* [Task goal]: According to the article on attorney discipline in Maryland, what is the goal of any attorney disciplinary system?

On January 11, 2022, the MSBA hosted a continuing education program featuring Hilary Gerzhoy, Esquire, and John Grimm, Esquire, from the law firm of Harris, Wiltshire & Grannis, LLP to discuss attorney disciplinary proceedings in Maryland and the District of Maryland.  Ms. Gerzhoy is a partner at the firm. Mr. Grimm is an experienced trial and appellate litigator.  They frequently represent employers and lawyers in disciplinary matters.  This article showcases their presentation on the disciplinary process in state courts in Maryland and Step One and Two of the Disciplinary Proceedings.  Steps Three and Four will be featured next week.  The next two weeks the MSBA will feature an article showcasing Ms. Gerzhoy and Mr. Grimm’s presentation on the disciplinary process in the District of Maryland along with available sanctions and reciprocal issues that were discussed.  

General Overview of the Disciplinary Process 

The goal of any attorney disciplinary system is to protect not only the public, but also the integrity of the legal system.  Members of the Maryland Bar are expected to uphold the Maryland Attorney’s Rules of Professional Conduct (the Rules). Failure to comply with any obligation imposed by one of the Rules is a basis for invoking the disciplinary process.  Essentially any conduct that would constitute professional misconduct or demonstrate incapacity to practice law is subject to discipline. MD Rule 19-711(a).

Any lawyer admitted in Maryland is subject to the Court of Appeals disciplinary process and authority regardless of the geographical location of where the conduct takes place.  If the conduct takes place in a jurisdiction other than Maryland, the rules of the other state apply and not the Rules. Ms. Gerzhoy explained, this “concept represents the notion that attorneys should be held to the standard and rules of court that one practices, but as a lawyer barred in Maryland you are still subject to Maryland’s disciplinary authority.” It is common to see two separate, independent investigations if a lawyer authorized to practice law in Maryland commits a misconduct violation in another jurisdiction.

* [Collected material]:
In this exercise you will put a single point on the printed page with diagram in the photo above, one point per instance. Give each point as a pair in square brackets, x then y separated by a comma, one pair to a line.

* [Solved problem]: To protect not only the public but also the integrity of the legal system.